◆ GIVEN INSTRUCTION ◆
Reproduce the records from the line containing "Could you point out the stone" through the end of the records, swapping "large boulder" for "big boulder" and leaving everything else unchanged.

◆ MATERIALS PROVIDED ◆

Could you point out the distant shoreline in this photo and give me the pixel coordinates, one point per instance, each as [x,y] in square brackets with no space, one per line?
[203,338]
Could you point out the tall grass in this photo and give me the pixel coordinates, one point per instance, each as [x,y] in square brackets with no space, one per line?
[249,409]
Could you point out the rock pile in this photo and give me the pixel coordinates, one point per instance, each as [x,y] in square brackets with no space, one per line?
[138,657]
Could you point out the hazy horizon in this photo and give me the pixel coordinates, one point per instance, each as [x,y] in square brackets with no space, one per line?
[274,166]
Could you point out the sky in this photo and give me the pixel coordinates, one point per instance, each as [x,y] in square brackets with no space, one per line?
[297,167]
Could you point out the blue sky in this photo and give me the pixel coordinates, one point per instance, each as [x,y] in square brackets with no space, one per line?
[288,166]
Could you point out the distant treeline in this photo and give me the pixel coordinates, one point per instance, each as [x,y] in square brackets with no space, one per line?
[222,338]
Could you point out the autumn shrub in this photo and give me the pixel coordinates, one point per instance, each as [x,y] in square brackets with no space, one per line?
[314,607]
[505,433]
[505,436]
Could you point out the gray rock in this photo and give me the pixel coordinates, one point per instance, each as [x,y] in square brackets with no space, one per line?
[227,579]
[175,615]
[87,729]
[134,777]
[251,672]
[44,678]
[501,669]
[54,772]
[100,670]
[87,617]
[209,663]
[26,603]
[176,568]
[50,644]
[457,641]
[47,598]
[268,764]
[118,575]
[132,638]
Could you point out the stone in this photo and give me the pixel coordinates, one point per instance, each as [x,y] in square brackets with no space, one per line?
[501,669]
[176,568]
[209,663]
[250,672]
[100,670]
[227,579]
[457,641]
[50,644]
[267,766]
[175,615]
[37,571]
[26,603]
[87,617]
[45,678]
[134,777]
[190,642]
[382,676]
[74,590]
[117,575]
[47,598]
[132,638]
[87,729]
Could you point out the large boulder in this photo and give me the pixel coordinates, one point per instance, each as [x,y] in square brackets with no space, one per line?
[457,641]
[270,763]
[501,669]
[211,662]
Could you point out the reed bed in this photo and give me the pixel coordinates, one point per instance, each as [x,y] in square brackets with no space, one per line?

◆ THE ANSWER ◆
Could you point out the stone in this photo and give me the pixel coordinates, one point per instance, each as [x,y] in square brackets with no space, one per line?
[501,669]
[176,568]
[209,663]
[250,672]
[100,670]
[227,579]
[457,641]
[50,644]
[267,766]
[175,615]
[37,571]
[26,603]
[87,617]
[45,678]
[134,777]
[190,642]
[382,676]
[74,590]
[117,575]
[47,598]
[132,638]
[87,729]
Could you point out the big boulder in this photo and give me the pixel coordinates, one point per instance, each as [x,y] in square brackets with no space, one per line?
[457,641]
[270,763]
[501,669]
[211,662]
Could you point out the reed bed in this photo and give me the pixel coordinates, one point per instance, each as [x,y] in square brackets with no space, one per line?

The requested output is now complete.